• _Dataset rows_
::::::::::
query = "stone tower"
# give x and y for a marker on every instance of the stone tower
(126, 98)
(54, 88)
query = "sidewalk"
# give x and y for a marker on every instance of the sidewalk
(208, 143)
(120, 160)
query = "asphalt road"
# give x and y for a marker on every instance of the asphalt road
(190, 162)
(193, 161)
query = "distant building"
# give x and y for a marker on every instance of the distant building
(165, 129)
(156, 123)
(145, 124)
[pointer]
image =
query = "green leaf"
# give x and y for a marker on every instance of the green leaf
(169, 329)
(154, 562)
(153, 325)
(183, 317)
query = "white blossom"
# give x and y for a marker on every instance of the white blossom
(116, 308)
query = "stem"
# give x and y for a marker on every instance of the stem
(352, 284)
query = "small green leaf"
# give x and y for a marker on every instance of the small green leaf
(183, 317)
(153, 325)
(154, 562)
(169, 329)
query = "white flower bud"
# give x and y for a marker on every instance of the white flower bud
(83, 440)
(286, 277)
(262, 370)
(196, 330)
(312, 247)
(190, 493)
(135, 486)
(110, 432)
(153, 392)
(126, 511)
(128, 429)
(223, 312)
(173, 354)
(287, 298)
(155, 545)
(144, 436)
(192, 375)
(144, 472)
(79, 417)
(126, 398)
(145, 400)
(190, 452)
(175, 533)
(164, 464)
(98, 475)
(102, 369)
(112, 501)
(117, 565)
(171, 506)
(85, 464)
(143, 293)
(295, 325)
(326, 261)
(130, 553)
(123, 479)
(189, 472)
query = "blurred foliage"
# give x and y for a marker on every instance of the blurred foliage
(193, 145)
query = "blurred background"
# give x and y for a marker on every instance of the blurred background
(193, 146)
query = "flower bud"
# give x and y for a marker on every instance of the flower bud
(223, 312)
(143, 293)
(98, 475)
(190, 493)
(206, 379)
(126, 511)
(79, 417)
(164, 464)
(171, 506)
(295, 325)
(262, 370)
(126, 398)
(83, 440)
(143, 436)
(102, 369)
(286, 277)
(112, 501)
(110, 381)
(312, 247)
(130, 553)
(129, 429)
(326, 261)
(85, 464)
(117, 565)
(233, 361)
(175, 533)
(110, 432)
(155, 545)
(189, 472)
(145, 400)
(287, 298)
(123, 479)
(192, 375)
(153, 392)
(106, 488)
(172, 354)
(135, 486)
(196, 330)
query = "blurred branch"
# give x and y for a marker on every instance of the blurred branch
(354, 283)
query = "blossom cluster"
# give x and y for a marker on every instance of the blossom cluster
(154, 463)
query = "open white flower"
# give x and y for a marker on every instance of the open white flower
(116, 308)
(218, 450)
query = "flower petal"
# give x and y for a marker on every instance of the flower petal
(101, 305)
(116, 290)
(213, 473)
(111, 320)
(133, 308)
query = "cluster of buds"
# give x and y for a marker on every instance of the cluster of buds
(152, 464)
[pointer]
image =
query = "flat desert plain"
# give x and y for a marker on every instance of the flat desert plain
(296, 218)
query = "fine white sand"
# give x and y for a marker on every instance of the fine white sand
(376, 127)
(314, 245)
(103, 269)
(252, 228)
::::::::::
• _What you are asked to do_
Give an exact copy of all the data shown above.

• _In response_
query = "stone tower"
# give x and y for a marker on every instance of the stone tower
(126, 98)
(54, 88)
query = "sidewalk"
# give x and y for a marker on every instance of the sidewalk
(208, 143)
(120, 160)
query = "asphalt road"
# give x and y for a marker on every instance of the asphalt road
(190, 162)
(193, 161)
query = "distant building"
# give x and y for a marker on every instance of the distant building
(165, 129)
(156, 123)
(145, 124)
[pointer]
image =
query = "green leaf"
# give x and y for a marker on every instance of the green leaf
(169, 329)
(154, 562)
(153, 325)
(183, 317)
query = "white blossom"
# give x and y for a marker on every instance of the white blossom
(116, 308)
query = "stem"
# give x and y for a marker on every instance of the stem
(352, 284)
query = "small green leaf"
# give x and y for a marker on every instance of the small green leaf
(183, 317)
(153, 325)
(154, 562)
(169, 329)
query = "white flower bud"
# give x and y for a marker on every instance of the white flower bud
(83, 440)
(286, 277)
(262, 370)
(196, 330)
(312, 247)
(190, 493)
(135, 486)
(110, 432)
(153, 392)
(126, 511)
(128, 429)
(223, 312)
(173, 354)
(287, 298)
(155, 545)
(144, 436)
(192, 375)
(144, 472)
(79, 417)
(126, 398)
(145, 400)
(190, 452)
(175, 533)
(164, 464)
(98, 475)
(102, 369)
(112, 501)
(117, 565)
(171, 506)
(85, 464)
(143, 293)
(295, 325)
(326, 261)
(130, 553)
(123, 479)
(189, 472)
query = "blurred foliage"
# give x and y for a marker on every instance of the blurred foliage
(193, 145)
query = "blurred background"
# give x and y for a marker on every instance of the blurred background
(193, 146)
query = "flower bud"
# give x and y for a marker on every instance of the flower bud
(223, 312)
(143, 293)
(98, 475)
(190, 493)
(206, 379)
(126, 511)
(79, 417)
(164, 464)
(171, 506)
(295, 325)
(262, 370)
(126, 398)
(83, 440)
(143, 436)
(102, 369)
(286, 277)
(112, 501)
(110, 381)
(312, 247)
(130, 553)
(129, 429)
(326, 261)
(85, 464)
(117, 565)
(233, 361)
(175, 533)
(110, 432)
(155, 545)
(189, 472)
(145, 400)
(287, 298)
(123, 479)
(192, 375)
(153, 392)
(106, 488)
(172, 354)
(135, 486)
(196, 330)
query = "blurred branch"
# give x and y for a marker on every instance of the blurred branch
(354, 283)
query = "blossom cluster"
# give x and y for a marker on every instance of the blossom cluster
(154, 463)
query = "open white flower"
# give x and y for a marker on every instance of the open white flower
(116, 308)
(218, 450)
query = "flower petal"
# give x and y for a marker on every instance of the flower petal
(101, 305)
(116, 290)
(213, 473)
(111, 320)
(133, 308)
query = "cluster of buds"
# give x and y for a marker on every instance of the cluster of buds
(152, 464)
[pointer]
image =
query = "flat desert plain"
# give x and y for a marker on every instance of the flat desert plain
(296, 218)
query = "fine white sand"
# give x and y for a marker on every instance of the fine white sand
(376, 127)
(314, 245)
(103, 269)
(252, 228)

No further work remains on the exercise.